GIVEN INSTRUCTION:
Write out the lines from the one with "the cloud spilling" up to and including the one with "point(102, 82)", requests and all. Raise every coordinate in the answers by 61 and leave the requests unchanged.

DATA SUPPLIED:
<<<<

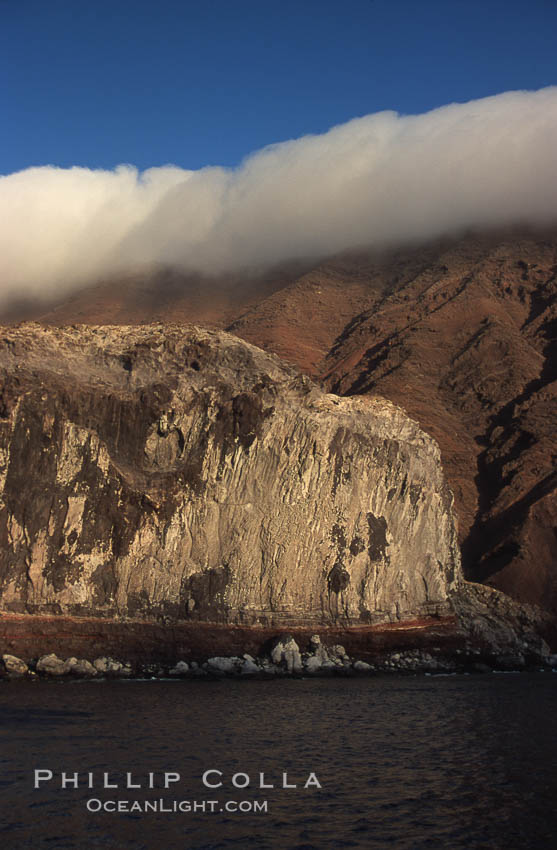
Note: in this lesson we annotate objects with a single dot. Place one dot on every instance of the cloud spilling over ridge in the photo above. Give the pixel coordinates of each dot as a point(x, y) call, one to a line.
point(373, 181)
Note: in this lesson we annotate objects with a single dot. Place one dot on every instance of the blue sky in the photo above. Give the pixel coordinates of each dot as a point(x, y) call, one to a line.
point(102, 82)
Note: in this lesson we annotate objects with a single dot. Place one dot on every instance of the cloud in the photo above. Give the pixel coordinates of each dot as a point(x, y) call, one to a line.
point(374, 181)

>>>>
<<<<

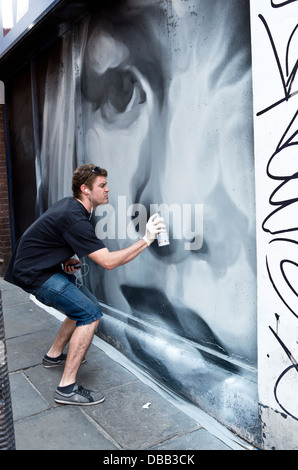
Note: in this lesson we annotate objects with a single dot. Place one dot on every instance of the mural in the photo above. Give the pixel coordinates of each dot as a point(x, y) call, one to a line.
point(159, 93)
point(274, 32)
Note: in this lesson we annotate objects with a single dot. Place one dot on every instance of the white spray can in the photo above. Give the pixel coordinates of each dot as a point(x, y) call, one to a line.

>>>>

EXERCISE RESULT:
Note: in this lesson we annotate objects with a single dot. Place one dot on every instance of the cloud spilling over ridge in the photo above. Give the pixel coordinates of each dot as a point(x, y) call, one to a line.
point(434, 242)
Note: in this lesson we annotate objects with a single dot. Place one dot on every instance of the blue sky in the photo above. Give the pixel coordinates of each dot as a point(x, y) call, one to a line.
point(163, 143)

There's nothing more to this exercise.